Data records:
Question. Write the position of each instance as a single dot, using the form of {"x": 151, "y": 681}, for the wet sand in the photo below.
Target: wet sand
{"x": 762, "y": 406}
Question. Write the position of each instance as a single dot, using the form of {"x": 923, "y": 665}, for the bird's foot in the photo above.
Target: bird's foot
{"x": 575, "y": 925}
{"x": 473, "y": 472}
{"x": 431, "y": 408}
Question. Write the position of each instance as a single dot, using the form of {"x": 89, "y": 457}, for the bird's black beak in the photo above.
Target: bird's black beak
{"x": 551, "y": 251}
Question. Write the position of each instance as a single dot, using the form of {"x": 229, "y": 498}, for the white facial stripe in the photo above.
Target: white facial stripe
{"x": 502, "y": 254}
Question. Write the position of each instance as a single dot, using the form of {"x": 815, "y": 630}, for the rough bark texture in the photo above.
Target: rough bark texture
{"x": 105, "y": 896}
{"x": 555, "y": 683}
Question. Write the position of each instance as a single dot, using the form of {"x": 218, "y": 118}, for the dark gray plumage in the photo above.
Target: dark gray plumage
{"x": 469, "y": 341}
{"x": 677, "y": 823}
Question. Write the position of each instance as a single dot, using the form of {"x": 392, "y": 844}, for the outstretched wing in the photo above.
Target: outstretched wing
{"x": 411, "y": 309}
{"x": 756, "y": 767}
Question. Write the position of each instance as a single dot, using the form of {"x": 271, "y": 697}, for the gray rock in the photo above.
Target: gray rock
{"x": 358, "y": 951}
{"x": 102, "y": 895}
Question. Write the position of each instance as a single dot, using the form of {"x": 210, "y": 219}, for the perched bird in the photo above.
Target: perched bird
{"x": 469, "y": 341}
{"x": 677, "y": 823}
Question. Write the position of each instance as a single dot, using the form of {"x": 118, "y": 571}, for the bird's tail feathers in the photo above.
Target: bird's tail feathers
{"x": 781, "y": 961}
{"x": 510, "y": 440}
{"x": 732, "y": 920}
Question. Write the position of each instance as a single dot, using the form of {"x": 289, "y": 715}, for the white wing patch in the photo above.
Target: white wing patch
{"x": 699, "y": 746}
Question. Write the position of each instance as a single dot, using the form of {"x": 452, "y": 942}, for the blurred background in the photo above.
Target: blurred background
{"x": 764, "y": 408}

Aim. Copy out every line of the listing above, unchanged and in the same order.

Result.
Question. Write the position of each instance as a single dot, using the form of {"x": 151, "y": 681}, for the wet sand in the photo below.
Target: wet sand
{"x": 762, "y": 406}
Question. Write the position of each instance as a single dot, using the form of {"x": 923, "y": 665}, for the bird's foot in the photo above.
Target: bird's foot
{"x": 575, "y": 925}
{"x": 473, "y": 472}
{"x": 431, "y": 408}
Question. Write the position of each instance as a single dot, using the form of {"x": 89, "y": 457}, for the bird's black beak in the photo above.
Target: bird's black beak
{"x": 551, "y": 251}
Question. Write the position of each instance as a single dot, using the form of {"x": 229, "y": 498}, for the white facial stripe in the photo above.
Target: white facial stripe
{"x": 502, "y": 254}
Question. Write the position of each instance as a single dot, using the form of {"x": 815, "y": 630}, for the rough bark texture in the photo above.
Target: rough bark texture
{"x": 105, "y": 896}
{"x": 555, "y": 683}
Question. Write the position of each instance as a single dot, using the form of {"x": 218, "y": 118}, for the dark gray plumage in the photo above.
Target: dark gray plumage
{"x": 469, "y": 341}
{"x": 677, "y": 823}
Question. Write the position of each instance as a single dot, using the form of {"x": 392, "y": 844}, for the outstretched wing in the photo above.
Target: outstretched wing
{"x": 411, "y": 309}
{"x": 756, "y": 767}
Question. Write the position of each instance as a single dot, using the form of {"x": 271, "y": 697}, for the gray rock in the photo above.
Target: gray rock
{"x": 358, "y": 951}
{"x": 102, "y": 895}
Question. Write the position of each instance as a single dot, using the form of {"x": 210, "y": 219}, for the perched bird in the photo above.
Target: perched bird
{"x": 469, "y": 341}
{"x": 677, "y": 823}
Question. Write the position of each instance as a single dot, using the form of {"x": 118, "y": 571}, for the bird's tail feathers in the photo above.
Target: bird's tail feathers
{"x": 781, "y": 961}
{"x": 510, "y": 440}
{"x": 732, "y": 920}
Question. Write the position of each instance as a single dot, using the form of {"x": 289, "y": 715}, for the white wing patch in the photo above.
Target: white wing patch
{"x": 699, "y": 746}
Question. Write the position of each instance as a single dot, using the form of {"x": 452, "y": 942}, for the blurred background in the photo above.
Target: blurred background
{"x": 764, "y": 408}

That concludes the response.